What needs to be done: Look through the data below and extract, unchanged, the lines from the one that contains "Target: concrete retaining wall" to the one that contains "Spot the shrub", both included.

[Recorded data]
● ● ●

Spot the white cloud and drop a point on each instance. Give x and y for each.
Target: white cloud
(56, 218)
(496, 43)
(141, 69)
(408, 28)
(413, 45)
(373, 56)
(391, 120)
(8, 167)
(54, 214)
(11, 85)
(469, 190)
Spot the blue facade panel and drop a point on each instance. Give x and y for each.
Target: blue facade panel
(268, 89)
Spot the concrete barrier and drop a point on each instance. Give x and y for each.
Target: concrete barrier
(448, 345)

● ● ●

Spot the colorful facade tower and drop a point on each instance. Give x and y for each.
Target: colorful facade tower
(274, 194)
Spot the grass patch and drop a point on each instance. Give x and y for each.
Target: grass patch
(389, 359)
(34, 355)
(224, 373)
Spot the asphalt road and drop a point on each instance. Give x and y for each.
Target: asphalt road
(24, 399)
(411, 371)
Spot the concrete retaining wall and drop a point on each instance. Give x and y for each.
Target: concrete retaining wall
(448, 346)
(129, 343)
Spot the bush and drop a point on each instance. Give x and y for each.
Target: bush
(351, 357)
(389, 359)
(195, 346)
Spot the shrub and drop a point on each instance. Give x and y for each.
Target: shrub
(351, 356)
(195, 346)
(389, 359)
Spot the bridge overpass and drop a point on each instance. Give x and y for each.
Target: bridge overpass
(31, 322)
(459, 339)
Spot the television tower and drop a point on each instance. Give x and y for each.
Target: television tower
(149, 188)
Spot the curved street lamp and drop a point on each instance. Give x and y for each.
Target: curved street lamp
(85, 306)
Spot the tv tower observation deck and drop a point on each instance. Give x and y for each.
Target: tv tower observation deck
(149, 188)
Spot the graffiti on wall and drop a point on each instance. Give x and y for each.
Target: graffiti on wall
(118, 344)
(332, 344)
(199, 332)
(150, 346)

● ● ●

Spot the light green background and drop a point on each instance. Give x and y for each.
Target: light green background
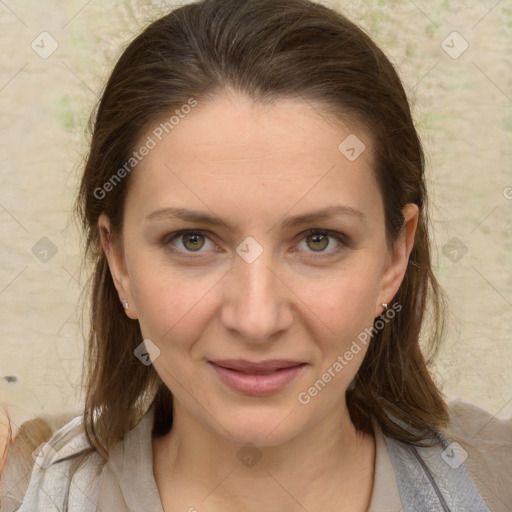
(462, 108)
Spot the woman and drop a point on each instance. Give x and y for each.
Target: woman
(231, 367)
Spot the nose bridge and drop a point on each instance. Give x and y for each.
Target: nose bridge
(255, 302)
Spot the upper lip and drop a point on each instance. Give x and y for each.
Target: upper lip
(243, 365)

● ● ●

Reply:
Target: concrete retaining wall
(448, 346)
(129, 343)
Spot the bush and drop a point on each instance. Give x and y for each.
Target: bush
(351, 357)
(389, 359)
(195, 346)
Spot the shrub and drop a point on each instance. Give x and y for each.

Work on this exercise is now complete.